# What you are asked to do:
Copy each of the following lines word for word, without changing anything.
[START OF Source data]
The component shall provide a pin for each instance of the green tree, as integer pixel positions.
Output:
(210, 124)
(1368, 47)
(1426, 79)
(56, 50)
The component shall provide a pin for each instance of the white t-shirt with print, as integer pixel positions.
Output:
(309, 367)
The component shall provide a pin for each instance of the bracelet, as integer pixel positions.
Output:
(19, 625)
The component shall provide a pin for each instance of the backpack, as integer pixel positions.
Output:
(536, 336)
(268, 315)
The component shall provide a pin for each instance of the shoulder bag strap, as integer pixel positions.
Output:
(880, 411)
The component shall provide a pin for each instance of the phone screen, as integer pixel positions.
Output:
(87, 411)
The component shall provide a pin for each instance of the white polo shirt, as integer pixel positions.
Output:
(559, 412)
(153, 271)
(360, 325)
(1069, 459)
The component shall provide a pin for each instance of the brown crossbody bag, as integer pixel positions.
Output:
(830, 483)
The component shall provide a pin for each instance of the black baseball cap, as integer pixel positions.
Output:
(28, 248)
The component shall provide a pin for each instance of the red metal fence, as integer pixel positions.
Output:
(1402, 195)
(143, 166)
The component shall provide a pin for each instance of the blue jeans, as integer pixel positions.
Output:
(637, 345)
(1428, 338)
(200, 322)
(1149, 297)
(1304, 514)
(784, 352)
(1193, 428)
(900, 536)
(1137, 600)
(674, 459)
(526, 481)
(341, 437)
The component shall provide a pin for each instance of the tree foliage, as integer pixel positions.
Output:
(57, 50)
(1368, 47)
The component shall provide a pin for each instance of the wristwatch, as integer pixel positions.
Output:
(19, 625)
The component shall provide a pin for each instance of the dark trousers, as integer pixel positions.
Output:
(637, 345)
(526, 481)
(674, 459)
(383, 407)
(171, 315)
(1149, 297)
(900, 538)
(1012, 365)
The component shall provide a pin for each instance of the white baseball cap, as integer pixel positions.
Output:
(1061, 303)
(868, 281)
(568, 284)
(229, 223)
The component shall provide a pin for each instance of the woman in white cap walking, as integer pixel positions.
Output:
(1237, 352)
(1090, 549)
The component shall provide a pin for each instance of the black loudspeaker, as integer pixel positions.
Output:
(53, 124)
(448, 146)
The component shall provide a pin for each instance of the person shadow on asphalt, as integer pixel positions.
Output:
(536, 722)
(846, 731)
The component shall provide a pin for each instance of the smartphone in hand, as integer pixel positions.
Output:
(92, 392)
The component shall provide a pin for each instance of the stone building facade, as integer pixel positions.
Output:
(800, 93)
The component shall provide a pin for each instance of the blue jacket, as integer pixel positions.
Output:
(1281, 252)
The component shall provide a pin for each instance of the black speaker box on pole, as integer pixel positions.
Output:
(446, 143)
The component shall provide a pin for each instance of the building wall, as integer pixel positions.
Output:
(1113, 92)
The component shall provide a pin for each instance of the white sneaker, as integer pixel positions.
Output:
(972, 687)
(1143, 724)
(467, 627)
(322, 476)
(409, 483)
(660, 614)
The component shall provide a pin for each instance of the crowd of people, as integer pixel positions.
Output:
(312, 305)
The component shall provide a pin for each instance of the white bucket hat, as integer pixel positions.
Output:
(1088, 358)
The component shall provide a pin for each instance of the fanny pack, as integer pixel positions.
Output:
[END OF Source data]
# Written answer:
The component shall provide a pin for each instance of the green tree, as integer pixel positions.
Output:
(210, 124)
(1368, 47)
(1426, 79)
(56, 50)
The component shall provide a pin for each instance of the white t-shirt with print, as integer pixel positions.
Output:
(309, 367)
The component shall provide a pin for each instance of the bracelet, as integer pixel positions.
Output:
(19, 625)
The component shall provide a pin for each instance of the backpack, as integer pixel positions.
Output:
(536, 336)
(268, 315)
The component shall provide a pin for each instance of the shoulder bag strap, as integer pixel positions.
Output:
(880, 411)
The component shall provide a pin for each instance of the phone screen, as integer pixel positions.
Output:
(87, 411)
The component shall provide a pin for each instance of the white polo shirt, as integer pixel positions.
Output:
(559, 412)
(153, 271)
(360, 325)
(1069, 459)
The component shall provide a pin for each instance of the brown crossbody bag, as integer pixel positions.
Output:
(830, 483)
The component shall provide a pin for each instance of the black baseball cap, as integer pixel positions.
Output:
(28, 248)
The component shall provide a pin for each instance of the red metal fence, as integer pixel positions.
Output:
(1402, 195)
(143, 166)
The component shall provide a pin for each instance of the blue jeans, as integer pixel positions.
Output:
(637, 345)
(1428, 338)
(200, 322)
(1149, 297)
(1304, 514)
(784, 352)
(1193, 428)
(900, 536)
(1137, 600)
(674, 459)
(526, 481)
(341, 437)
The component shall provide a pin for each instance of the tree foliage, as integer pixel positions.
Output:
(57, 50)
(1368, 47)
The component shall provide a pin for each instance of the wristwatch, as integer pixel positions.
Output:
(19, 625)
The component shall provide a pin for each instance of the dark trousers, as integer pixel positions.
Output:
(637, 345)
(526, 481)
(674, 459)
(383, 407)
(171, 315)
(1149, 297)
(900, 538)
(1012, 365)
The component shall provide a pin for each instance of the white baseball cap, as integer pixel positions.
Output:
(1061, 303)
(868, 281)
(568, 284)
(229, 223)
The component shall provide a pin for each instance of the woman in white cap walking, as integer pixel positions.
Output:
(1237, 352)
(1090, 549)
The component shall provide a pin for each instance of the black loudspeaker, as integer pixel positions.
Output:
(53, 124)
(448, 146)
The component shall provide a pin for each instance of the person shadow on asphalt, as integer pixel positions.
Output:
(536, 722)
(846, 731)
The component shall provide a pin for each instance of the smartphone in hand, as integer pixel positions.
Output:
(92, 392)
The component shall provide a pin for each instance of the stone building facade, as integer pixel positions.
Output:
(800, 93)
The component shall provide a pin for each instance of the blue jacket, as integer pixel positions.
Output:
(1281, 252)
The component shall provide a pin for each instance of the black speaker box on pole, as integer pixel positions.
Output:
(446, 143)
The component shall provide a pin for each instance of the building wall, as integer pixel positions.
Output:
(1113, 92)
The component shall provide a pin for each instance of the white sneaker, as integer pixel positions.
Output:
(972, 687)
(1143, 724)
(467, 627)
(322, 476)
(409, 483)
(660, 614)
The component shall provide a pin for each instance of the crowd of people, as integer pixel positions.
Output:
(312, 305)
The component shall provide a pin for each instance of the white bucket hat, as integer pixel positions.
Output:
(1088, 358)
The component shall provide a pin for each instance of the fanny pack, as integer pixel positions.
Output:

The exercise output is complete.